What is needed: Scan the data below for the string "instance". Show every line where it turns up.

Material shown:
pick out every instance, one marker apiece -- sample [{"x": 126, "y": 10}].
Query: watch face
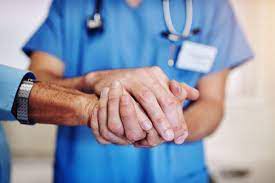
[{"x": 23, "y": 102}]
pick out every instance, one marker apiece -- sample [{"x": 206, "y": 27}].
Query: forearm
[
  {"x": 52, "y": 104},
  {"x": 75, "y": 83},
  {"x": 202, "y": 118}
]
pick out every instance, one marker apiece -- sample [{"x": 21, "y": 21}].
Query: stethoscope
[{"x": 95, "y": 24}]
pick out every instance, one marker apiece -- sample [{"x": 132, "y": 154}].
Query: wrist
[{"x": 90, "y": 80}]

The answer:
pick out every instance, one marker apiece -- sample [{"x": 126, "y": 10}].
pick out every instance, one marker apiece -- sample [{"x": 206, "y": 27}].
pick out every instance, one marker apiece -- sample [{"x": 21, "y": 21}].
pick out every instance, one marker apiece -- sample [{"x": 132, "y": 154}].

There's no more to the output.